------ READING TEXT

Bear and Eagle, 2020, cedar, paint, and abalone. SFU Art Collection. Gift of the Salish Weave Collection of George and Christiane Smyth, 2022. Photo: Janet Dwyer

Eagle and Salmon, 2018, cedar, paint, and abalone. SFU Art Collection. Gift of the Salish Weave Collection of George and Christiane Smyth, 2022. Photo: Janet Dwyer

Salish Owl, 2018, carved black walnut. SFU Art Collection. Gift of the Salish Weave Collection of George and Christiane Smyth, 2022. Photo: Janet Dwyer

Syalutsa, 2019, yellow cedar, acrylic paint, and strings. SFU Art Collection. Gift of the Salish Weave Collection of George and Christiane Smyth, 2022. Photo: Rachel Topham Photography

John Marston’s carving style straddles historical materials and legends and modern-day spiritual expression, demonstrating the continued vitality of Coast Salish cultural practice in our contemporary world.

These works by John Marston express ancestral Coast Salish teachings and reference the spiritual connection to the land through traditional and contemporary techniques produced on various object forms including bentwood boxes and masks. Bear and Eagle and Eagle and Salmon are cedar bentwood boxes. Bentwood boxes are traditional to the Northwest Coast Indigenous peoples and have many uses: storage boxes for food, medicine or ceremonial regalia, water buckets, burial boxes, canoe tackle boxes and more. The design covers all four vertical surfaces of each box, integrating images of the bear and eagle along with other animals.

Salish Owl is a large carving in black walnut. In Coast Salish culture, an owl’s call can summon the Spirit World. Marston was inspired by the natural world and the connection with the walnut tree that grows within his traditional territory. Syalutsa is a large carved mask capable of being animated: a highly innovative element of traditional masks that were danced in ceremony. Stringed handles are used to move the eyes up and down and to open and close the mouth. Syalutsa is a visual representation of a Cowichan origin story: Syalutsa is the first human being who fell from the sky. He opens his eyes when he first comes to the land, and he opens his mouth and drinks the water, finding healing properties there. Syalutsa gave the Cowichan people weirs (naturally-formed dams) ensuring abundant fish for their people to eat.

John Marston (Qap'u'luq) (b. 1978, Ladysmith, British Columbia) is from the Stz'uminus First Nation and like his siblings, artists Angela and Luke Marston, he studied with his parents, carvers Jane and David Marston. Together with his brother Luke, John carved in the Thunderbird Park carving program of the Royal British Columbia Museum, which gave him the opportunity to work with many leading carvers of other Indigenous Nations as well as expand his knowledge of legends and Coast Salish traditions. Marston was honoured with the BC Creative Achievement Award for Aboriginal Art in 2009 and in 2013 opened his first solo exhibition at the Inuit Gallery (Vancouver). Marston has works on permanent display at UBC’s Museum of Anthropology (Vancouver), Vancouver International Airport, the Vancouver Convention Centre, Nanaimo Airport, CFB Esquimalt, and the National Gallery of Canada (Ottawa). His work has also been featured in numerous publications and is held in many private collections.

------------

* _PROBLEMS TO SOLVE_
1. Answer these questions using the text on John Marston's carvings, each answer on its own line marked like its question:
(a) What wood is Salish Owl carved from?
(b) What do the stringed handles on Syalutsa move?
(c) In what year and at which gallery did Marston open his first solo exhibition?
2. Please decide whether each statement agrees with the text on John Marston's carvings. Answer yes or no and quote the words that settle it.
(a) Eagle and Salmon was photographed by Rachel Topham Photography.
(b) Marston was born in Ladysmith, British Columbia.
(c) The design on each bentwood box covers all four vertical surfaces.
3. From the text on John Marston's carvings, list every place where Marston has works on permanent display.

------ RECORDED INFORMATION

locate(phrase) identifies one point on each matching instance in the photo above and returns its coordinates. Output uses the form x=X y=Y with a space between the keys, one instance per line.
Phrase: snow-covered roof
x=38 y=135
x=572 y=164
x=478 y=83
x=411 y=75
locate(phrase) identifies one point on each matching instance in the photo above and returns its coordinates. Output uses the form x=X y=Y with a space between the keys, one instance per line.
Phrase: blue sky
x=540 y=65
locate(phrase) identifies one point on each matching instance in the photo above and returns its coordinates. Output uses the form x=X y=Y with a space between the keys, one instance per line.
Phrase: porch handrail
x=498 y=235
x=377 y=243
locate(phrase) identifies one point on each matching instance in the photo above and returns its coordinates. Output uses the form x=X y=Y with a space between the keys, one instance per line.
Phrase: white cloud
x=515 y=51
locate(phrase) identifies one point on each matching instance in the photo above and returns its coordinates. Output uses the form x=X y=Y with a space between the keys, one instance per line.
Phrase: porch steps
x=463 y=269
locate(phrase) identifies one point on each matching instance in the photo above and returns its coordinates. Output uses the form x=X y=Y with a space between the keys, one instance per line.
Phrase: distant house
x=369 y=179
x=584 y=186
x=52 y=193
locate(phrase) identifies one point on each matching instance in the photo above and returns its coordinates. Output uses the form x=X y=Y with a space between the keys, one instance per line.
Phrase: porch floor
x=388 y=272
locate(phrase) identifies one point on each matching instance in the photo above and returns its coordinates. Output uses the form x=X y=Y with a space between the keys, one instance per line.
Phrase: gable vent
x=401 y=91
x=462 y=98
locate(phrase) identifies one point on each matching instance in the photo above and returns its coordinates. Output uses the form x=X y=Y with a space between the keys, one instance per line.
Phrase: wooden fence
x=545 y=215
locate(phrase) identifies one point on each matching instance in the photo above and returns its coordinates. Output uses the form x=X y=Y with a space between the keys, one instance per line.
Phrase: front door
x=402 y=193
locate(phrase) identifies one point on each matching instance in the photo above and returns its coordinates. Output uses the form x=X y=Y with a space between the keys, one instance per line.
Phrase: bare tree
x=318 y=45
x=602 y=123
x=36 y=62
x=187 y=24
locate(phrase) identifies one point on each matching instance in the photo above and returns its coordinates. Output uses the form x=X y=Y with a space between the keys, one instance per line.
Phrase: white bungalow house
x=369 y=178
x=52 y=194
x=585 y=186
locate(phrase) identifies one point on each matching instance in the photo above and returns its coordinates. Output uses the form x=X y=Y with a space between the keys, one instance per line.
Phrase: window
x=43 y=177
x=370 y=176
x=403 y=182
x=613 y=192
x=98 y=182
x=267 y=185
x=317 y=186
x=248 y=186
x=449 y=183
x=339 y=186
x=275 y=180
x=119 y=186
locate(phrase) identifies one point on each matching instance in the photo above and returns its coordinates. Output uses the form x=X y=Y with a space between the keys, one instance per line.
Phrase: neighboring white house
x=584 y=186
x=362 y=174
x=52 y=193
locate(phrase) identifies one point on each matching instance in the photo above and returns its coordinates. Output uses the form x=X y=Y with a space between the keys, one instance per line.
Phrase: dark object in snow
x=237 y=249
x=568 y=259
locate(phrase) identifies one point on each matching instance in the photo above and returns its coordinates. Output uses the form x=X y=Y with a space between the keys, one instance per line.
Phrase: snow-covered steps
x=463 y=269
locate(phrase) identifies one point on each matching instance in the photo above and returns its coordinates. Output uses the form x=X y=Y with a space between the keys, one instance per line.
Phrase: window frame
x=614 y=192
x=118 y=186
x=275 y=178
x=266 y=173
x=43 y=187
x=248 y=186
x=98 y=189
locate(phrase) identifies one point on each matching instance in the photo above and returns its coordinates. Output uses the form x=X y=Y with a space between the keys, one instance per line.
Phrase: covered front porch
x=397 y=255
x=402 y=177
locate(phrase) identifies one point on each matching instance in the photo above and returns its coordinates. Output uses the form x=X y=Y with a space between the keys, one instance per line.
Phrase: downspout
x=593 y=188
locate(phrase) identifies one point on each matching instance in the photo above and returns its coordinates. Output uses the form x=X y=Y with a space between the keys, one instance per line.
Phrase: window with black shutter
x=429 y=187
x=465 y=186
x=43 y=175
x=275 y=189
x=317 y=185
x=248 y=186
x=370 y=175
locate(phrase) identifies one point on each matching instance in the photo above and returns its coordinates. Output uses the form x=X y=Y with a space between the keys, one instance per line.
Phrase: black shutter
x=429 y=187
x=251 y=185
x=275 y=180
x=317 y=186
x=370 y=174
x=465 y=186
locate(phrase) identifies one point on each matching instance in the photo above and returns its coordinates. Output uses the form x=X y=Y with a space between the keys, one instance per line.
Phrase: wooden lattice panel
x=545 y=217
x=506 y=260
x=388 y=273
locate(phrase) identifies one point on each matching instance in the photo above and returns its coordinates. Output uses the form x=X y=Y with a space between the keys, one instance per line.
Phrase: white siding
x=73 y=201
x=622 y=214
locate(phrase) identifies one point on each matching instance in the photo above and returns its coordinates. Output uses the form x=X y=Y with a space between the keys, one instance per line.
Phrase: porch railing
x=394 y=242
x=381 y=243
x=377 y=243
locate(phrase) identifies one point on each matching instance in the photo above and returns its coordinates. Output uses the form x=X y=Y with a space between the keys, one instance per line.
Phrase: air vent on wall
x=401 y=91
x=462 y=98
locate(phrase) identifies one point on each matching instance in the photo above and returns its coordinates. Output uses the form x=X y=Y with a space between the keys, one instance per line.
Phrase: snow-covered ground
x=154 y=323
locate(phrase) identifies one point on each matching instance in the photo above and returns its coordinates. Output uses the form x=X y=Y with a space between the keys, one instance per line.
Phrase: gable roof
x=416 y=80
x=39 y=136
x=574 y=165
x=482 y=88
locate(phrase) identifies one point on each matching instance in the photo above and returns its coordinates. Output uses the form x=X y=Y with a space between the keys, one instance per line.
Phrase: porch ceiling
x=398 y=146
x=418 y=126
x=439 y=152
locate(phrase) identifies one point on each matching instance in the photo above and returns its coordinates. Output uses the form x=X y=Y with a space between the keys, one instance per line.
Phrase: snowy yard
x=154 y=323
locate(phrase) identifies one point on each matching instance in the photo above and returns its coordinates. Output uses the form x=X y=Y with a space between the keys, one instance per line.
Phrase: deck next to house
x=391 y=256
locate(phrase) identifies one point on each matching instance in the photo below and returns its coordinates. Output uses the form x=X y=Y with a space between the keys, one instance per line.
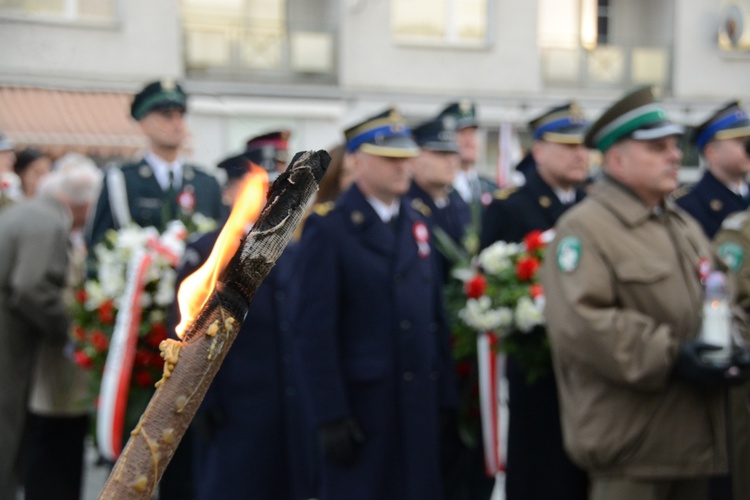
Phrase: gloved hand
x=341 y=441
x=739 y=369
x=691 y=367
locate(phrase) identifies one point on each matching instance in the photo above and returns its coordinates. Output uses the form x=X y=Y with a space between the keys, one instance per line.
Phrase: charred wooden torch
x=191 y=365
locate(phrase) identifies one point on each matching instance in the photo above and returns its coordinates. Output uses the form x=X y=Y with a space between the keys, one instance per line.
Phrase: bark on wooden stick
x=192 y=364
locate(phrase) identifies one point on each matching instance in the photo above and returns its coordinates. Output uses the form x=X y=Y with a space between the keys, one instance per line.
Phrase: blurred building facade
x=67 y=67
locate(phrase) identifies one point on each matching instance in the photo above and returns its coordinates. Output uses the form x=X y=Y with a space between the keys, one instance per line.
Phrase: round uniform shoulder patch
x=568 y=254
x=732 y=254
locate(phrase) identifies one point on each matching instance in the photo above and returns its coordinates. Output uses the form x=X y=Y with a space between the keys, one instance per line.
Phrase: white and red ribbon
x=118 y=368
x=489 y=401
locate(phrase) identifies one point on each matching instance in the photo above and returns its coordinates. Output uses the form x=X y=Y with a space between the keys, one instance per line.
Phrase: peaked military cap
x=5 y=143
x=384 y=134
x=265 y=150
x=563 y=124
x=437 y=134
x=729 y=122
x=163 y=94
x=638 y=115
x=464 y=111
x=236 y=166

------------

* _SOLUTIONS BELOW_
1.
(a) Black walnut.
(b) They move the eyes up and down and open and close the mouth.
(c) In 2013, at the Inuit Gallery (Vancouver).

2.
(a) No: "Eagle and Salmon, 2018, cedar, paint, and abalone. SFU Art Collection. Gift of the Salish Weave Collection of George and Christiane Smyth, 2022. Photo: Janet Dwyer"
(b) Yes: "(b. 1978, Ladysmith, British Columbia)"
(c) Yes: "The design covers all four vertical surfaces of each box"

3.
UBC's Museum of Anthropology (Vancouver)
Vancouver International Airport
the Vancouver Convention Centre
Nanaimo Airport
CFB Esquimalt
the National Gallery of Canada (Ottawa)